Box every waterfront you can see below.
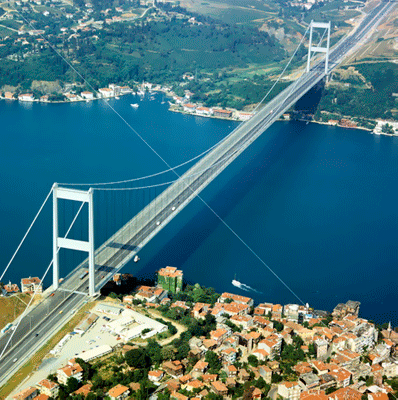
[1,94,398,324]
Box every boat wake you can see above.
[232,279,262,294]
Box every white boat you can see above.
[115,96,120,100]
[130,103,139,108]
[134,255,140,262]
[138,90,145,96]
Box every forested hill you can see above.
[0,4,286,90]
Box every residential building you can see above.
[163,360,184,377]
[108,384,130,400]
[36,379,59,397]
[135,286,167,302]
[157,266,183,293]
[57,363,83,385]
[183,104,196,113]
[315,339,328,360]
[13,387,39,400]
[210,328,230,345]
[196,107,212,116]
[213,109,232,118]
[218,292,254,307]
[81,91,94,100]
[99,87,113,98]
[2,281,20,295]
[230,314,254,329]
[259,365,272,383]
[18,94,34,102]
[278,381,301,400]
[148,370,165,382]
[211,381,228,396]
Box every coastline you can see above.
[2,91,397,137]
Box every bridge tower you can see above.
[306,20,331,75]
[52,184,95,297]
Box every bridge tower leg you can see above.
[52,184,96,296]
[306,20,331,75]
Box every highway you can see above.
[0,1,394,388]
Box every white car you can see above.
[172,206,176,211]
[156,221,160,226]
[13,358,18,363]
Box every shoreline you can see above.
[2,93,397,136]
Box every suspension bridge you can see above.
[0,0,394,387]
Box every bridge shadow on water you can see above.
[294,79,325,116]
[133,120,311,284]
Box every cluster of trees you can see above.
[316,63,398,121]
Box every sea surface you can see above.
[1,94,397,324]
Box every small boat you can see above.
[131,103,139,108]
[115,96,120,100]
[134,255,140,263]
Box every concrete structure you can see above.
[74,313,98,335]
[76,344,113,362]
[53,185,95,296]
[306,20,331,75]
[13,387,39,400]
[157,266,183,293]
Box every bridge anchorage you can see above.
[52,184,96,297]
[306,20,331,75]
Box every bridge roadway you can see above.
[0,1,394,388]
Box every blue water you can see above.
[1,95,397,324]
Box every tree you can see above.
[146,339,163,365]
[125,347,151,369]
[205,351,222,373]
[66,377,80,393]
[248,355,258,367]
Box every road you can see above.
[0,0,395,388]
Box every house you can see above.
[219,292,254,306]
[123,295,134,304]
[259,365,272,383]
[278,381,301,400]
[253,387,262,399]
[2,281,20,295]
[57,363,83,385]
[81,91,94,100]
[148,370,165,382]
[36,379,59,397]
[238,112,254,121]
[193,360,208,374]
[328,366,351,388]
[226,364,238,377]
[258,336,282,360]
[230,314,254,329]
[73,384,93,397]
[213,109,232,118]
[221,347,238,363]
[211,381,228,396]
[135,286,167,303]
[252,346,269,360]
[163,360,184,377]
[192,302,211,319]
[196,107,212,116]
[18,94,34,102]
[299,373,320,391]
[107,384,130,400]
[329,387,362,400]
[183,103,196,113]
[99,88,113,98]
[212,302,250,316]
[4,92,14,99]
[300,390,328,400]
[13,387,39,400]
[210,328,230,345]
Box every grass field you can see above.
[0,294,31,331]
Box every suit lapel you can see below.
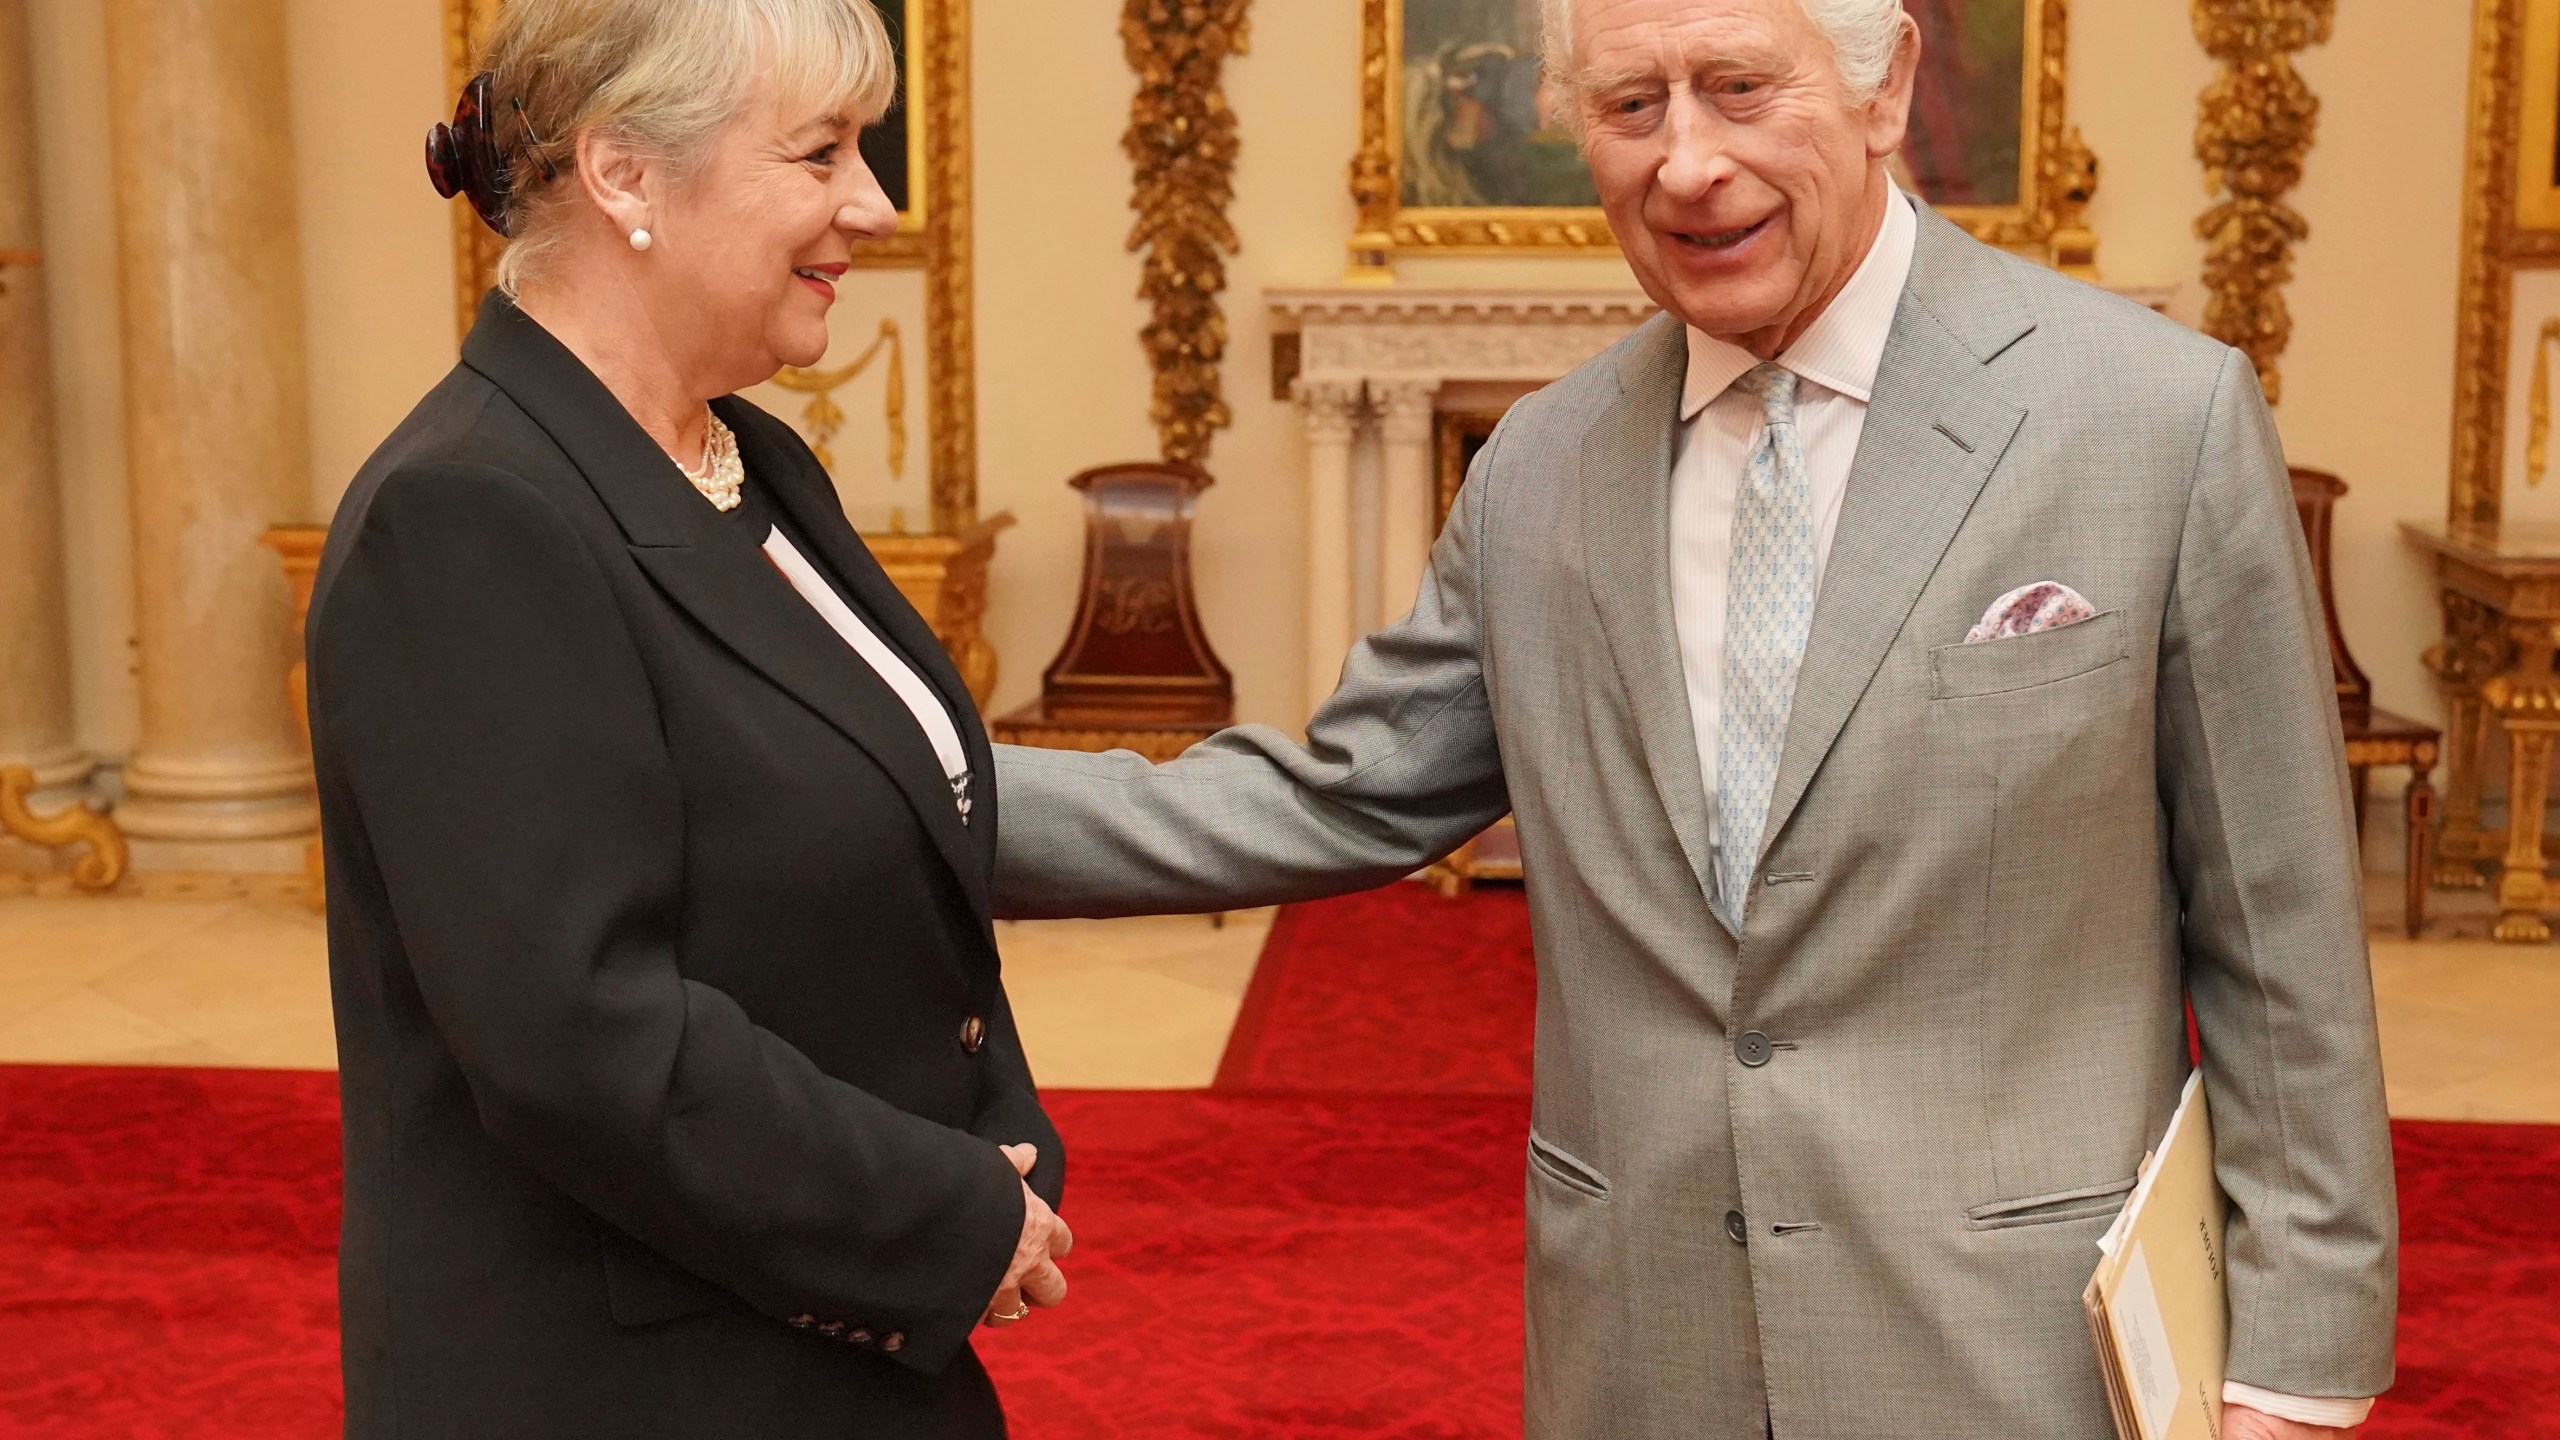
[728,402,1001,878]
[1753,210,2033,861]
[459,296,990,922]
[1581,314,1723,912]
[627,541,992,924]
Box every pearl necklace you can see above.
[680,412,745,512]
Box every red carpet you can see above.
[1215,883,1536,1095]
[0,1066,342,1439]
[1,885,2554,1437]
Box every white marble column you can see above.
[1373,379,1439,629]
[1294,379,1364,720]
[104,0,317,865]
[0,0,91,814]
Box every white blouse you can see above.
[759,526,974,822]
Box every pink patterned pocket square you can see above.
[1965,582,2096,644]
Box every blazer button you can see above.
[1735,1030,1775,1067]
[817,1321,844,1338]
[960,1015,987,1054]
[1725,1210,1748,1244]
[788,1314,816,1329]
[882,1332,906,1353]
[848,1328,873,1346]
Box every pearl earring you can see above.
[628,228,653,252]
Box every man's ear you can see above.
[1863,13,1922,161]
[576,129,656,239]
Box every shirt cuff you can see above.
[2223,1381,2375,1429]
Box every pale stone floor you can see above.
[0,875,2553,1119]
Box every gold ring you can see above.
[991,1302,1032,1322]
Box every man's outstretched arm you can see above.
[993,424,1517,920]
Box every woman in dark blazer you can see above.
[307,2,1065,1435]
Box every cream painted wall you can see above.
[28,0,2481,760]
[286,0,457,514]
[2282,0,2473,729]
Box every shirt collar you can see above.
[1679,185,1920,421]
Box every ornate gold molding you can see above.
[442,0,980,532]
[0,766,127,893]
[2453,0,2531,526]
[915,0,978,531]
[2192,0,2334,406]
[1122,0,1250,465]
[1349,0,2094,274]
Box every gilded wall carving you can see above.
[2448,0,2560,526]
[0,767,127,892]
[2192,0,2335,405]
[1122,0,1251,465]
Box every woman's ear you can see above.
[576,129,656,240]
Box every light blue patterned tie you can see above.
[1716,363,1813,924]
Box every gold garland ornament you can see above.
[771,318,907,482]
[1121,0,1250,466]
[0,766,128,892]
[2529,317,2560,488]
[2192,0,2335,406]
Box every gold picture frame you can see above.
[1347,0,2097,277]
[442,0,979,530]
[2451,0,2560,526]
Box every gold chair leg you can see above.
[2404,768,2435,940]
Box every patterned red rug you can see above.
[1216,883,1536,1095]
[0,886,2553,1438]
[0,1066,1523,1440]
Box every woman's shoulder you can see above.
[336,364,587,532]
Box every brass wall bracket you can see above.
[1122,0,1250,465]
[0,766,128,892]
[2192,0,2336,405]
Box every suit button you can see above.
[960,1016,987,1054]
[1735,1030,1775,1067]
[788,1314,816,1329]
[817,1321,844,1338]
[1725,1210,1748,1244]
[882,1332,905,1353]
[849,1328,873,1346]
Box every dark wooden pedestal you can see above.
[993,462,1233,765]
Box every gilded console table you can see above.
[2405,520,2560,941]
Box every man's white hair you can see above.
[1539,0,1908,110]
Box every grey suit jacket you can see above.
[992,205,2397,1439]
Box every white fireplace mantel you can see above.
[1267,286,1659,716]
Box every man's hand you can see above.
[2225,1404,2358,1440]
[981,1143,1072,1327]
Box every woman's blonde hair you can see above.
[480,0,900,294]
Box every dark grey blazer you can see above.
[992,204,2395,1439]
[310,294,1059,1439]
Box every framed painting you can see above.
[1347,0,2096,274]
[442,0,979,532]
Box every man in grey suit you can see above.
[992,0,2397,1435]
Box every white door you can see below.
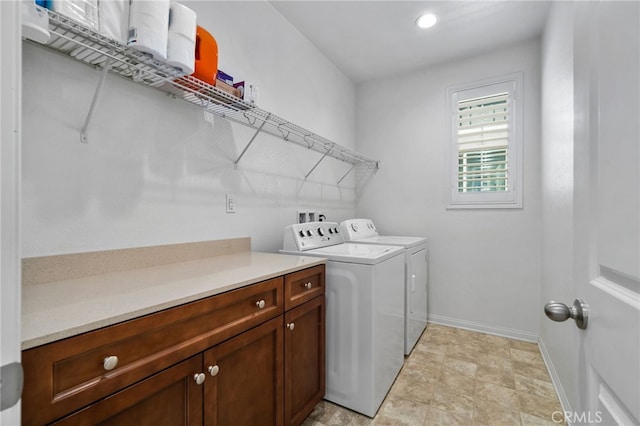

····················

### Exercise details
Would you return the whole listing above exactly as written, skipping any image?

### Answer section
Box every waterfront you can see below.
[1,94,398,324]
Box every boat wake you can see above.
[232,279,262,294]
Box every white boat you can see above.
[115,96,120,100]
[130,103,139,108]
[134,255,140,262]
[138,90,145,96]
Box every forested hill you can see above.
[0,4,286,90]
Box every residential building you can see above.
[163,360,184,377]
[108,384,130,400]
[36,379,59,397]
[135,286,167,302]
[157,266,183,293]
[57,363,83,385]
[183,104,196,113]
[315,339,328,360]
[13,387,39,400]
[210,328,230,345]
[196,107,212,116]
[213,109,232,118]
[218,292,254,307]
[81,91,94,100]
[99,87,113,98]
[2,281,20,295]
[230,314,254,329]
[259,365,272,383]
[18,94,34,102]
[278,381,301,400]
[148,370,165,382]
[211,381,228,396]
Box every coastline you can see above.
[2,91,397,137]
Box every bridge tower you can see above.
[306,20,331,75]
[52,184,95,297]
Box every bridge tower leg you can see above.
[52,184,96,296]
[306,20,331,75]
Box every highway you can see above.
[0,1,394,388]
Box every white car you can see above.
[172,206,176,211]
[156,221,160,226]
[13,358,18,363]
Box every shoreline you can see above.
[2,93,397,136]
Box every suspension bridge you can see above.
[0,0,394,387]
Box every bridge shadow on water you can see above.
[294,79,325,116]
[133,120,311,284]
Box every cluster of trees you can see above.
[316,63,398,121]
Box every sea surface you can see above.
[1,94,397,324]
Box every small boat you can see above.
[131,103,139,108]
[115,96,120,100]
[134,255,140,263]
Box every concrete structure you can see above.
[74,313,98,335]
[76,344,113,362]
[53,185,95,296]
[306,20,331,75]
[13,387,39,400]
[157,266,183,293]
Box every bridge anchorage you can see above.
[52,184,96,297]
[306,20,331,75]
Box every bridge roadway you can see above.
[0,1,394,388]
Box every blue water you can see above.
[1,95,397,324]
Box every tree you can see above.
[146,339,163,365]
[125,347,151,369]
[205,351,222,373]
[66,377,80,393]
[248,355,258,367]
Box every road you can see above.
[0,0,395,388]
Box every house you can see above.
[219,292,254,306]
[123,295,134,304]
[259,365,272,383]
[278,381,301,400]
[253,387,262,399]
[2,281,20,295]
[57,363,83,385]
[81,91,94,100]
[148,370,165,382]
[36,379,59,397]
[238,112,254,121]
[193,360,208,374]
[328,366,351,388]
[226,364,238,377]
[258,336,282,360]
[230,314,254,329]
[73,384,93,397]
[213,109,232,118]
[221,347,238,363]
[211,381,228,396]
[135,286,167,303]
[252,346,269,360]
[163,360,184,377]
[192,302,211,319]
[196,107,212,116]
[18,94,34,102]
[299,373,320,391]
[107,384,130,400]
[329,387,362,400]
[183,103,196,113]
[99,88,113,98]
[212,302,250,316]
[4,92,14,99]
[300,390,328,400]
[13,387,39,400]
[210,328,230,345]
Box every grass field you can see above.
[0,294,31,331]
Box every suit lapel you can see below.
[728,402,1001,878]
[1753,210,2033,861]
[459,296,990,922]
[1581,314,1723,912]
[627,541,992,924]
Box every pearl necklace you can see above.
[680,412,745,512]
Box every red carpet you can see above.
[1215,883,1536,1095]
[0,1066,342,1439]
[1,885,2554,1437]
Box every white marble column you can see above.
[1373,379,1439,629]
[1294,379,1364,720]
[104,0,317,865]
[0,0,91,814]
Box every white blouse you can see above.
[759,526,974,822]
Box every pink patterned pocket square you can see above.
[1965,582,2096,644]
Box every blazer button you can see above.
[1735,1030,1775,1067]
[817,1321,844,1338]
[960,1015,987,1054]
[1725,1210,1748,1244]
[788,1314,816,1329]
[882,1332,906,1353]
[848,1328,873,1346]
Box every pearl earring you can see above.
[628,228,653,252]
Box every man's ear you can see above.
[1863,13,1922,161]
[576,129,656,239]
Box every shirt cuff you can see above.
[2223,1381,2375,1429]
Box every pale stone floor you can see above.
[0,875,2553,1119]
Box every gold ring you can see above.
[991,1302,1032,1322]
Box every man's outstretched arm you can see above.
[993,424,1517,920]
Box every woman in dark blazer you can see above.
[307,2,1065,1435]
Box every cream painted wall you can see above.
[28,0,2481,760]
[286,0,457,514]
[2282,0,2473,729]
Box every shirt collar you can see above.
[1679,185,1920,421]
Box every ornate gold molding you can see above.
[442,0,980,532]
[0,766,127,893]
[2453,0,2531,526]
[915,0,978,531]
[2192,0,2334,406]
[1122,0,1250,465]
[1349,0,2094,274]
Box every gilded wall carving you can see above.
[2448,0,2560,526]
[0,767,127,892]
[2192,0,2335,405]
[1122,0,1251,465]
Box every woman's ear you can see above.
[576,129,656,240]
Box every light blue patterned tie you can see above.
[1716,363,1813,924]
Box every gold garland ornament you can see above.
[771,318,907,482]
[1121,0,1250,466]
[0,766,128,892]
[2529,317,2560,488]
[2192,0,2335,406]
Box every gold picture frame you can see above.
[1347,0,2097,277]
[442,0,979,530]
[2451,0,2560,526]
Box every gold chair leg you can see above.
[2404,768,2435,940]
Box every patterned red rug you can see above.
[1216,883,1536,1095]
[0,886,2553,1438]
[0,1066,1523,1440]
Box every woman's shoulder you can see above.
[336,364,587,532]
Box every brass wall bracket you can see above.
[1122,0,1250,465]
[0,766,128,892]
[2192,0,2336,405]
Box every suit button you can see above.
[960,1016,987,1054]
[1735,1030,1775,1067]
[788,1314,816,1329]
[817,1321,844,1338]
[1725,1210,1748,1244]
[882,1332,905,1353]
[849,1328,873,1346]
Box every dark wooden pedestal you can see above.
[993,462,1233,765]
Box every gilded console table you can see above.
[2405,520,2560,941]
Box every man's white hair you can see above.
[1539,0,1908,110]
Box every grey suit jacket you can see above.
[992,205,2397,1439]
Box every white fireplace mantel you can see above.
[1267,286,1659,716]
Box every man's hand you can see above.
[2225,1404,2358,1440]
[981,1143,1072,1327]
Box every woman's blonde hair you can see above.
[480,0,900,294]
Box every dark grey blazer you can see above.
[992,204,2395,1439]
[310,294,1059,1439]
Box every framed painting you can see above.
[1347,0,2096,274]
[442,0,979,532]
Box every man in grey suit you can see above.
[992,0,2397,1435]
Box every white door you can see below.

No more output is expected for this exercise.